(GIVEN REQUEST) Please copy each of the following items word for word, leaving every character unchanged.

----------------------------------------

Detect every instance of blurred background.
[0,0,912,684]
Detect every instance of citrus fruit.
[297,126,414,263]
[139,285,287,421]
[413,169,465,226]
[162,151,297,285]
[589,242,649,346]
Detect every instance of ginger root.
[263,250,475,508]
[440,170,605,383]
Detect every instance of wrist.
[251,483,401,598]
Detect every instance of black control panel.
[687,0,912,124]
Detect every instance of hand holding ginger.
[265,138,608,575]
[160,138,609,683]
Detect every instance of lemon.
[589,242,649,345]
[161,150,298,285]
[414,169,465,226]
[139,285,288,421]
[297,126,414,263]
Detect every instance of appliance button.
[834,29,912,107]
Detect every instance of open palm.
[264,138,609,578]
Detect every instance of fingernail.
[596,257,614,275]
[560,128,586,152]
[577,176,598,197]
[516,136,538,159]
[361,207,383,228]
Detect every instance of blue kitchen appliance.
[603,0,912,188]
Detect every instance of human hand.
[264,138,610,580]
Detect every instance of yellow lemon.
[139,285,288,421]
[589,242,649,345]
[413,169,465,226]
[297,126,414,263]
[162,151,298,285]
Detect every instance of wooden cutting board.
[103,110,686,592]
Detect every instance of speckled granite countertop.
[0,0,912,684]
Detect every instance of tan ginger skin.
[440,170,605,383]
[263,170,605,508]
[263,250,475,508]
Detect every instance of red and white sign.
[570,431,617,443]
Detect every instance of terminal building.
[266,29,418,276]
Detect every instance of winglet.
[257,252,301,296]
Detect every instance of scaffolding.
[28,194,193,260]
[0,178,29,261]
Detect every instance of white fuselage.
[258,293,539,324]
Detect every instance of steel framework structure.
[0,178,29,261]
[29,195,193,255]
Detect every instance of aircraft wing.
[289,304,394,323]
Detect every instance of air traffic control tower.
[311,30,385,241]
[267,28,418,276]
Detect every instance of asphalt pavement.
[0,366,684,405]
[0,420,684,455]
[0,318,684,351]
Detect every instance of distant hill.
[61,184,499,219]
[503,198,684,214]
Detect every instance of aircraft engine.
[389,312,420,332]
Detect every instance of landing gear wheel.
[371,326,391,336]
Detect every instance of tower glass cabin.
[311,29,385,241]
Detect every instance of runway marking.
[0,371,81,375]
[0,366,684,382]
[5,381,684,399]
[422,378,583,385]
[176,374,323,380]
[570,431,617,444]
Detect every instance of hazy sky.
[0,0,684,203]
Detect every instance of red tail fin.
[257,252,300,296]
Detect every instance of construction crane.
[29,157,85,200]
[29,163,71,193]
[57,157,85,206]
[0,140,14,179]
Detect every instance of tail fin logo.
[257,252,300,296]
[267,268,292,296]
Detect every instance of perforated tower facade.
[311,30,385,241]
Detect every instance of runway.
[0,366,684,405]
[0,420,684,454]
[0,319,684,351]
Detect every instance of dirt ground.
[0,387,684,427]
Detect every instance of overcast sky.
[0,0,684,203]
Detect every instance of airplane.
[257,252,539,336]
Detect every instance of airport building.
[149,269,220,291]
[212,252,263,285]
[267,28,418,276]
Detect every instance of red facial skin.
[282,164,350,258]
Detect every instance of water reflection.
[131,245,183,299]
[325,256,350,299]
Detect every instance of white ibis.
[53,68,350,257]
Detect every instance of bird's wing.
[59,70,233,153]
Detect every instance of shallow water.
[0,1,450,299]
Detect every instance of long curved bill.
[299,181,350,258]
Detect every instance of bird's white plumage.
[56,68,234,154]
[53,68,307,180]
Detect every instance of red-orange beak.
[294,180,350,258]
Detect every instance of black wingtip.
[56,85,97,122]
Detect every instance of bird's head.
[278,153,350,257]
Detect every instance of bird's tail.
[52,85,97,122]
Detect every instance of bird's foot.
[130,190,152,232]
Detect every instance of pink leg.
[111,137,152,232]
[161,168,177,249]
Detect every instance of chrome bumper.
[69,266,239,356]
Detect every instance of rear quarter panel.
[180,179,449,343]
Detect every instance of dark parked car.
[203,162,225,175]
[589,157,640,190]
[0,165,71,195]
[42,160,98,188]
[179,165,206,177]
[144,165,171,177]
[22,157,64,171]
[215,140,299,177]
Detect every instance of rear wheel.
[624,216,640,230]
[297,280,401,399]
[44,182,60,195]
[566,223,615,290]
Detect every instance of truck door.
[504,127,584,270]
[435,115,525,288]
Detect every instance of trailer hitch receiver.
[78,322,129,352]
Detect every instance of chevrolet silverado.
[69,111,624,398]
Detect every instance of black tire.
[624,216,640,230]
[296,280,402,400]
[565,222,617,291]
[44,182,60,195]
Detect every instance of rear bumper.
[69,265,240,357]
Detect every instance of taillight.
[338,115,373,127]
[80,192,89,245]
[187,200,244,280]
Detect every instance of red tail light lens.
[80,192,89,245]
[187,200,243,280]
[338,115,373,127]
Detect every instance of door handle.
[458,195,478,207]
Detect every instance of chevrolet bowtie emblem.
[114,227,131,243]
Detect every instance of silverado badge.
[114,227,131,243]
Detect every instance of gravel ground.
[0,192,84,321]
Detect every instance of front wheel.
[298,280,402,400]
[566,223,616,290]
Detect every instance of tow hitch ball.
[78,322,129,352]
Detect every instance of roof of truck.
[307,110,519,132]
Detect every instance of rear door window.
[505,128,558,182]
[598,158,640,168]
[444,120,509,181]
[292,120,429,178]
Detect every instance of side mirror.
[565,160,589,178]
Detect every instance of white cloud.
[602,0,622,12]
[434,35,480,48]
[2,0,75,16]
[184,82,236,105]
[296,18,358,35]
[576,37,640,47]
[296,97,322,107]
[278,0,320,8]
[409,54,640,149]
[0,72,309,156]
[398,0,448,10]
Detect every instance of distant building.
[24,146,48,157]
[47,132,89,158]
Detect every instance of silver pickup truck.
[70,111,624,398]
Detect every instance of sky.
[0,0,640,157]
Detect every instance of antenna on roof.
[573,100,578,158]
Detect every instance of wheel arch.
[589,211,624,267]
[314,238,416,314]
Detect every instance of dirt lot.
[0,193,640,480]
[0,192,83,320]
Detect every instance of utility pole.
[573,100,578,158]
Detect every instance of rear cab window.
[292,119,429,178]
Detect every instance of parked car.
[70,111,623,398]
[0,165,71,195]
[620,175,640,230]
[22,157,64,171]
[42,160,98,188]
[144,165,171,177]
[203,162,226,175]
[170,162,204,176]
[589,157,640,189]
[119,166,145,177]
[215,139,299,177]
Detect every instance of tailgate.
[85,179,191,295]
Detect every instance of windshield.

----------------------------------------

(COMPLETED TASK)
Detect every instance of blurred background.
[0,0,912,684]
Detect every instance of citrus fruit.
[297,126,414,263]
[139,285,287,421]
[413,169,465,226]
[162,151,297,285]
[589,242,649,346]
Detect every instance of ginger root.
[263,250,475,508]
[440,170,605,383]
Detect every instance of wrist.
[251,483,401,598]
Detect every instance of black control panel.
[687,0,912,124]
Detect every instance of hand holding ginger.
[265,138,608,575]
[160,138,609,683]
Detect every instance of lemon.
[589,242,649,345]
[161,150,298,285]
[414,169,465,226]
[139,285,288,421]
[297,126,414,263]
Detect every instance of appliance button.
[834,29,912,107]
Detect every instance of open palm.
[264,138,609,578]
Detect every instance of fingernail.
[596,257,614,275]
[560,128,586,152]
[577,176,598,197]
[516,136,538,159]
[361,207,383,228]
Detect every instance of blue kitchen appliance.
[603,0,912,188]
Detect every instance of human hand.
[264,138,610,580]
Detect every instance of yellow lemon.
[139,285,288,421]
[589,242,649,345]
[413,169,465,226]
[297,126,414,263]
[162,151,298,285]
Detect every instance of wooden cutting board.
[103,110,686,592]
Detect every instance of speckled granite countertop.
[0,0,912,684]
Detect every instance of tan ginger skin.
[440,170,605,383]
[263,170,605,508]
[263,250,475,508]
Detect every instance of red and white sign.
[570,431,617,443]
Detect every instance of terminal building.
[266,29,418,276]
Detect every instance of winglet.
[257,252,301,296]
Detect every instance of scaffolding.
[28,194,193,260]
[0,178,29,261]
Detect every instance of white fuselage.
[258,293,539,324]
Detect every instance of steel framework structure.
[0,178,29,261]
[29,195,193,255]
Detect every instance of aircraft wing.
[289,304,394,323]
Detect every instance of air traffic control tower.
[311,30,385,241]
[267,28,418,276]
Detect every instance of asphalt pavement.
[0,366,684,405]
[0,420,684,455]
[0,318,684,351]
Detect every instance of distant hill.
[61,184,499,219]
[503,198,684,214]
Detect every instance of aircraft engine.
[389,312,420,332]
Detect every instance of landing gear wheel.
[371,326,391,336]
Detect every instance of tower glass cabin.
[311,29,385,241]
Detect every instance of runway marking.
[0,371,81,375]
[0,366,684,382]
[5,381,684,399]
[422,378,583,385]
[176,374,323,380]
[570,431,617,444]
Detect every instance of hazy sky.
[0,0,684,203]
Detect every instance of red tail fin.
[257,252,300,296]
Detect every instance of construction crane.
[29,157,85,200]
[29,163,71,193]
[57,157,85,206]
[0,140,14,179]
Detect every instance of tail fin logo.
[257,252,300,296]
[267,268,292,296]
Detect every instance of perforated tower facade.
[311,30,385,241]
Detect every instance of runway.
[0,366,684,405]
[0,420,684,454]
[0,319,684,351]
Detect every instance of dirt ground.
[0,387,684,427]
Detect every instance of overcast sky.
[0,0,684,203]
Detect every instance of airplane.
[257,252,539,336]
Detect every instance of airport building.
[149,269,220,291]
[212,252,263,285]
[267,28,418,276]
Detect every instance of red facial skin.
[282,164,350,258]
Detect every instance of water reflection.
[131,245,183,299]
[325,256,350,299]
Detect every instance of white ibis.
[53,68,350,257]
Detect every instance of bird's wing.
[59,70,233,153]
Detect every instance of shallow water.
[0,1,450,299]
Detect every instance of long curved bill.
[299,181,350,258]
Detect every instance of bird's white plumage.
[56,68,234,154]
[53,68,307,180]
Detect every instance of red-orange beak.
[294,180,350,258]
Detect every instance of black wingtip.
[56,85,97,122]
Detect every instance of bird's head.
[278,153,350,257]
Detect every instance of bird's tail.
[52,85,97,122]
Detect every instance of bird's foot.
[130,190,152,232]
Detect every instance of pink leg.
[111,137,152,232]
[161,168,177,249]
Detect every instance of chrome bumper.
[69,266,239,356]
Detect every instance of rear quarter panel.
[180,179,449,343]
Detect every instance of dark parked car.
[203,162,225,175]
[589,157,640,190]
[0,165,71,195]
[42,160,98,188]
[179,165,206,177]
[144,165,171,177]
[22,157,64,171]
[215,140,299,177]
Detect every instance of rear wheel.
[624,216,640,230]
[297,280,401,399]
[44,182,60,195]
[566,223,615,290]
Detect every instance of truck door.
[504,127,584,270]
[435,115,525,288]
Detect every instance of trailer hitch receiver.
[78,322,129,352]
Detect every instance of chevrolet silverado.
[69,111,624,398]
Detect every instance of black tire.
[624,216,640,230]
[296,280,402,400]
[565,222,617,291]
[44,182,60,195]
Detect every instance of rear bumper.
[69,265,240,357]
Detect every instance of taillight.
[338,115,373,127]
[80,192,89,245]
[187,200,244,280]
Detect every instance of red tail light lens.
[80,192,89,245]
[187,200,243,280]
[338,115,373,127]
Detect every instance of door handle.
[458,195,478,207]
Detect every instance of chevrolet bowtie emblem.
[114,227,131,243]
Detect every instance of silverado badge.
[114,227,131,243]
Detect every instance of gravel ground.
[0,192,84,321]
Detect every instance of front wheel.
[298,280,402,400]
[566,223,616,290]
Detect every instance of tow hitch ball.
[78,322,129,352]
Detect every instance of roof of truck.
[307,110,519,132]
Detect every instance of rear door window.
[505,128,558,182]
[598,158,640,168]
[444,120,509,181]
[292,120,429,178]
Detect every instance of side mirror.
[565,160,589,178]
Detect every instance of white cloud.
[602,0,622,12]
[434,35,480,48]
[2,0,75,16]
[184,82,236,105]
[296,18,358,35]
[576,37,640,47]
[296,97,322,107]
[278,0,320,8]
[409,54,640,149]
[0,72,309,156]
[398,0,448,10]
Detect every instance of distant building.
[24,146,48,157]
[47,132,89,158]
Detect every instance of silver pickup truck.
[70,111,624,398]
Detect every instance of sky.
[0,0,640,157]
Detect every instance of antenna on roof.
[573,100,578,158]
Detect every instance of wheel arch.
[589,211,624,267]
[314,238,416,314]
Detect every instance of dirt lot.
[0,193,640,480]
[0,192,83,320]
Detect every instance of utility pole.
[573,100,578,158]
Detect every instance of rear cab window.
[292,119,429,178]
Detect every instance of parked car.
[70,111,623,398]
[0,165,71,195]
[620,175,640,230]
[22,157,64,171]
[42,160,98,188]
[144,165,171,177]
[203,162,226,175]
[170,162,204,176]
[589,157,640,189]
[119,166,145,177]
[215,139,299,177]
Detect every instance of tailgate.
[85,179,191,295]
Detect every instance of windshield.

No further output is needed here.